YOUR ASSIGNMENT: Set down exactly the lines below, starting at the one that contains "box: [332, 108, 419, 208]" and ending at the one that contains "positive clicks: (381, 45)", with both of those lines included and nothing else.

== EXTRACTED RECORDS

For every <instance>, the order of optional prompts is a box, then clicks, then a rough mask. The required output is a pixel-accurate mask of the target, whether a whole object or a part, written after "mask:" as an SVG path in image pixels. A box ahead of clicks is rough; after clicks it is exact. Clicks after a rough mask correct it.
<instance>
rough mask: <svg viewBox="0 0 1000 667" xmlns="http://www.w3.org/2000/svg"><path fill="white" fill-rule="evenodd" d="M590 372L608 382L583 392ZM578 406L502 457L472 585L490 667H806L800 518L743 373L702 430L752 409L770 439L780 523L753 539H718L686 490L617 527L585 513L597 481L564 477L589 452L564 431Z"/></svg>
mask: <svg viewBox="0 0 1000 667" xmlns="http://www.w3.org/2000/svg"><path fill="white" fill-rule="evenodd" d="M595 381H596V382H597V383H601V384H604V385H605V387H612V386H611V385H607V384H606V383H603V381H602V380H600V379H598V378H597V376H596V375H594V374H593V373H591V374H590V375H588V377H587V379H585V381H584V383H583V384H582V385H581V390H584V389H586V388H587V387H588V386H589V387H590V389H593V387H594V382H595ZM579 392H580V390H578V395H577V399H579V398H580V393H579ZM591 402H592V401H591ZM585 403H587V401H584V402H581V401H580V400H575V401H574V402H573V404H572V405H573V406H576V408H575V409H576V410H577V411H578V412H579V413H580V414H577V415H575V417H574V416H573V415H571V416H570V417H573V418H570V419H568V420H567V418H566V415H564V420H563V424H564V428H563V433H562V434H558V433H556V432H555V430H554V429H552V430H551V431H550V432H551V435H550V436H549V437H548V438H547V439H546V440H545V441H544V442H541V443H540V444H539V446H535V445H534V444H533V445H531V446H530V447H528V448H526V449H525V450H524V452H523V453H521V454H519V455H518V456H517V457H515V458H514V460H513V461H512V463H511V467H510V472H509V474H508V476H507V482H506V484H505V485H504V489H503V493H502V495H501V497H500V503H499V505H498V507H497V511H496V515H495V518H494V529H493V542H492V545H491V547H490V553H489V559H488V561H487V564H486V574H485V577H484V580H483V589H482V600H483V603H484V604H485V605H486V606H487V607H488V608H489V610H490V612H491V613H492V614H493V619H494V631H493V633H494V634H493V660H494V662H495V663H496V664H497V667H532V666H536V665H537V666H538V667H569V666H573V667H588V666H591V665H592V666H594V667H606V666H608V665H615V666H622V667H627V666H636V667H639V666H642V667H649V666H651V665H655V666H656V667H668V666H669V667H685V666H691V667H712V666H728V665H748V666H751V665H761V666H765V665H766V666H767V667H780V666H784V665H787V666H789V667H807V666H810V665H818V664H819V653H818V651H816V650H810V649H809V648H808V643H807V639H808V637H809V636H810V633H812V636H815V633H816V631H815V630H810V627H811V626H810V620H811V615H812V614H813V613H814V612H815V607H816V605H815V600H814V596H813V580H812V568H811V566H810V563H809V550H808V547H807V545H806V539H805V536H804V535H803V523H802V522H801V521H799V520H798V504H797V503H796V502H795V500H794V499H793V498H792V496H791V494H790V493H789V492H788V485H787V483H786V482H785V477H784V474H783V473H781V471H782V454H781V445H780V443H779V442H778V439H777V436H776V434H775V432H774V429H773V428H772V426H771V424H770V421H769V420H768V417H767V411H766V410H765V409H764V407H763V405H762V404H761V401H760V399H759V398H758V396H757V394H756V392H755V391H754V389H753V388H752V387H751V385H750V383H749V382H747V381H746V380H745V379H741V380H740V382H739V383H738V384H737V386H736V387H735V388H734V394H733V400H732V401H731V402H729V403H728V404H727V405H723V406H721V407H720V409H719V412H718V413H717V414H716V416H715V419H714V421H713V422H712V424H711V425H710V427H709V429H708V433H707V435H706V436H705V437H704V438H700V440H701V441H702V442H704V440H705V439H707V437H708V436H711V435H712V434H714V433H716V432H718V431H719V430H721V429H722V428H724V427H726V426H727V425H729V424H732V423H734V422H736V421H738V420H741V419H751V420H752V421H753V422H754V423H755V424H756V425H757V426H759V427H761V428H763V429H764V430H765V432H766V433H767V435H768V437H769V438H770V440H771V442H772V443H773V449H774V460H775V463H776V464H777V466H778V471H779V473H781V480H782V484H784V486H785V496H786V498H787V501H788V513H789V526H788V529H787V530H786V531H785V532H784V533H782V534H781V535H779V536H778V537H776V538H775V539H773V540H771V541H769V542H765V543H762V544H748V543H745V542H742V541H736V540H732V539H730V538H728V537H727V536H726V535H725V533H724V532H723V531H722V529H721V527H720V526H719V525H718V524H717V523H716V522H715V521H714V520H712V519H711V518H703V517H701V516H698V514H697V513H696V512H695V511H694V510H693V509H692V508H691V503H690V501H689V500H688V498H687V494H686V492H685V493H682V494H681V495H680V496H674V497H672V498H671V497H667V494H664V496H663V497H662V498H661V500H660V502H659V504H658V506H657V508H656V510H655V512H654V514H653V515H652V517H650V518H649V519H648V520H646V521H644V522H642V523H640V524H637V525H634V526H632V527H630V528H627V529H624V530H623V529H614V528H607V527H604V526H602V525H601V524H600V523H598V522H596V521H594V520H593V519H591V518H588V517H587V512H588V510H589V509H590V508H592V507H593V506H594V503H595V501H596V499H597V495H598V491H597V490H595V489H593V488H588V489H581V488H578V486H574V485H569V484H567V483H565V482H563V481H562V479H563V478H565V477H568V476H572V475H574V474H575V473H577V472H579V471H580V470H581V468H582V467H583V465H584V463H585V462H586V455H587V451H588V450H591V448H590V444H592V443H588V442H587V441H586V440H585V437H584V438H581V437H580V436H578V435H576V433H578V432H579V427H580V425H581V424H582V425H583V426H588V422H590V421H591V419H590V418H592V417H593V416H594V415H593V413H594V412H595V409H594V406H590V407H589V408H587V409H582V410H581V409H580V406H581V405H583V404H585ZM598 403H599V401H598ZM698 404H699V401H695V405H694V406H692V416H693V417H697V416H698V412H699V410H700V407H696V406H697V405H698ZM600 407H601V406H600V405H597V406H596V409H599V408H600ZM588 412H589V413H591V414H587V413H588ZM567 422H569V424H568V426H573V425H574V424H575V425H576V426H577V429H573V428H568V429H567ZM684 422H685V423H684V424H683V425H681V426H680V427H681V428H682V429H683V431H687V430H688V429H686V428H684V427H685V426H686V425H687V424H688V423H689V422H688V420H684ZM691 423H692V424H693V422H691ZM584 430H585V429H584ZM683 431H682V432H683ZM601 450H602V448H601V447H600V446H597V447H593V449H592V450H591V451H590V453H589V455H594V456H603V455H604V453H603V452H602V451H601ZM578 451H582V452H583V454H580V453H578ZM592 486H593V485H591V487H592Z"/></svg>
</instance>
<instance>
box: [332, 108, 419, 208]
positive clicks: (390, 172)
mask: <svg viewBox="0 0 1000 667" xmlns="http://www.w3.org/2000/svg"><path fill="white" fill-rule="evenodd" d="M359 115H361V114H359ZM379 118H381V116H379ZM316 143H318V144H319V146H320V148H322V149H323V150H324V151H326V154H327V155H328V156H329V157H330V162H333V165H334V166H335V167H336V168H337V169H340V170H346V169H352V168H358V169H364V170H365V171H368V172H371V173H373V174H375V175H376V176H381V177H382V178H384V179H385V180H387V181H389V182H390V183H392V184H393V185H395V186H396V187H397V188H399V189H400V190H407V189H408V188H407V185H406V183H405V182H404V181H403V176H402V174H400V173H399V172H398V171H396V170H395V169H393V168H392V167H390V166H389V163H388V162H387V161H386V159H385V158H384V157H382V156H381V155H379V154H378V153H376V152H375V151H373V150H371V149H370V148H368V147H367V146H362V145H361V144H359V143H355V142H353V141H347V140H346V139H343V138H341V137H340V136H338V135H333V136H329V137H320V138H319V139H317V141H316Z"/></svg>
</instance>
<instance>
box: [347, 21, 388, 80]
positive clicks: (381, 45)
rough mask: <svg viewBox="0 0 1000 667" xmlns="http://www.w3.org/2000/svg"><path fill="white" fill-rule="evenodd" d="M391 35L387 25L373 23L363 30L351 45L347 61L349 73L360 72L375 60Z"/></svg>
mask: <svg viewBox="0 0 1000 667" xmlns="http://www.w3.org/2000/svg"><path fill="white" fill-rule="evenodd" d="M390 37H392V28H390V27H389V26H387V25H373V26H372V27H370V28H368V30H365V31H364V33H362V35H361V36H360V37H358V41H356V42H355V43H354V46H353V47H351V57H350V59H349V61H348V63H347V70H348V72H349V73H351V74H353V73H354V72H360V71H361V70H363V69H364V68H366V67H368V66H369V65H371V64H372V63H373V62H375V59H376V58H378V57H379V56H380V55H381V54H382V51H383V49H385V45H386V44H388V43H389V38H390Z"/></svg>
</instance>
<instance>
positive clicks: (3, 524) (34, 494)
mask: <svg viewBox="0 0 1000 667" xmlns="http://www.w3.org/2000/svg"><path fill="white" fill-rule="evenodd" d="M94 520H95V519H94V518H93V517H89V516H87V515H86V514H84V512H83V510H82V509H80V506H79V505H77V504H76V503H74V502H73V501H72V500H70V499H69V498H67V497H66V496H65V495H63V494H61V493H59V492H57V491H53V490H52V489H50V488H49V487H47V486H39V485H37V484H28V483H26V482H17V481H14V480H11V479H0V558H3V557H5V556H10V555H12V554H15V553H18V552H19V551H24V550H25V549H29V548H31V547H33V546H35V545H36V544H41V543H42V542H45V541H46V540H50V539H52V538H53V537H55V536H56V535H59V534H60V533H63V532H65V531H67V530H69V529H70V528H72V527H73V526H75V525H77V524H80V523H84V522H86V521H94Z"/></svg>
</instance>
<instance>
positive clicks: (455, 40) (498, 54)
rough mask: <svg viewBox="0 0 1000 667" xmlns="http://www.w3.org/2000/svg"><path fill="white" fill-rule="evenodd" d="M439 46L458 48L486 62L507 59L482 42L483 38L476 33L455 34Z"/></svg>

====

REPLY:
box: [332, 108, 419, 208]
positive clicks: (390, 172)
mask: <svg viewBox="0 0 1000 667" xmlns="http://www.w3.org/2000/svg"><path fill="white" fill-rule="evenodd" d="M359 115H361V114H359ZM379 118H381V116H379ZM316 143H318V144H319V146H320V148H322V149H323V150H324V151H326V154H327V155H328V156H329V157H330V162H333V165H334V166H335V167H336V168H337V169H340V170H346V169H352V168H358V169H364V170H365V171H368V172H371V173H373V174H375V175H376V176H381V177H382V178H384V179H385V180H387V181H389V182H390V183H392V184H393V185H395V186H396V187H397V188H399V189H400V190H407V189H408V188H407V185H406V183H405V182H404V181H403V176H402V174H400V173H399V172H398V171H396V170H395V169H393V168H392V167H390V166H389V163H388V162H387V161H386V159H385V158H384V157H382V156H381V155H379V154H378V153H376V152H375V151H373V150H371V149H370V148H368V147H367V146H362V145H361V144H359V143H355V142H353V141H347V140H346V139H343V138H341V137H340V136H338V135H333V136H329V137H320V138H319V139H317V141H316Z"/></svg>
</instance>
<instance>
box: [347, 21, 388, 80]
positive clicks: (381, 45)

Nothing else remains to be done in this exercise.